# Goal
Rewrite the lines below, replacing "spot" with "locate" throughout and keeping everything else the same. Omit the pictures from your answer.

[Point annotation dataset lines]
BEGIN

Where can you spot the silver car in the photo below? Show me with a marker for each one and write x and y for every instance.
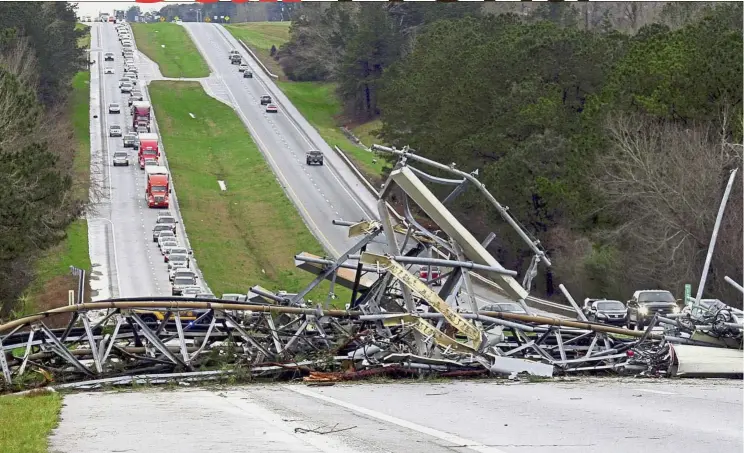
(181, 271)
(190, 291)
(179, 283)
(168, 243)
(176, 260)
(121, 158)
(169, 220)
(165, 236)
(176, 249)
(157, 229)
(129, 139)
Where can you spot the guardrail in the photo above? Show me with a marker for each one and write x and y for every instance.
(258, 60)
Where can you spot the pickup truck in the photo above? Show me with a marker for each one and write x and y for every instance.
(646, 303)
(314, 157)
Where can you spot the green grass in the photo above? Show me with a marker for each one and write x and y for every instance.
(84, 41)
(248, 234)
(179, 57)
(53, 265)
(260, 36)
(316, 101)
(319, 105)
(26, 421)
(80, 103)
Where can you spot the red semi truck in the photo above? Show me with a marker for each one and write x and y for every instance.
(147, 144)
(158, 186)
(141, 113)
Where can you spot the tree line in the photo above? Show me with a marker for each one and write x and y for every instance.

END

# Answer to this task
Where can you locate the silver car in the photo below? Show me with a marker for each one and write x and y for every instance.
(181, 271)
(190, 291)
(179, 283)
(168, 243)
(176, 260)
(121, 158)
(169, 220)
(165, 236)
(176, 249)
(157, 229)
(129, 139)
Where can you locate the guardrail in the photo above? Show me with a marker for each one and write x and y for every instance.
(258, 60)
Where can you locate the pickup truck in the photo above? Show me with a marker for each one and write x and y for every instance.
(646, 303)
(314, 157)
Where can you locate the green grass in the photo above? Show me with a marker for each one and write x and y for every instance.
(84, 41)
(248, 234)
(179, 57)
(53, 265)
(260, 36)
(316, 101)
(319, 105)
(26, 421)
(80, 103)
Where can you locate the red semi truck in the photo above? Show me with a marker for each one and write x and y for every instance.
(147, 144)
(158, 186)
(141, 113)
Where can you locate the tree line in the photo above? Show me with a marker for each one and write x and y for every instance.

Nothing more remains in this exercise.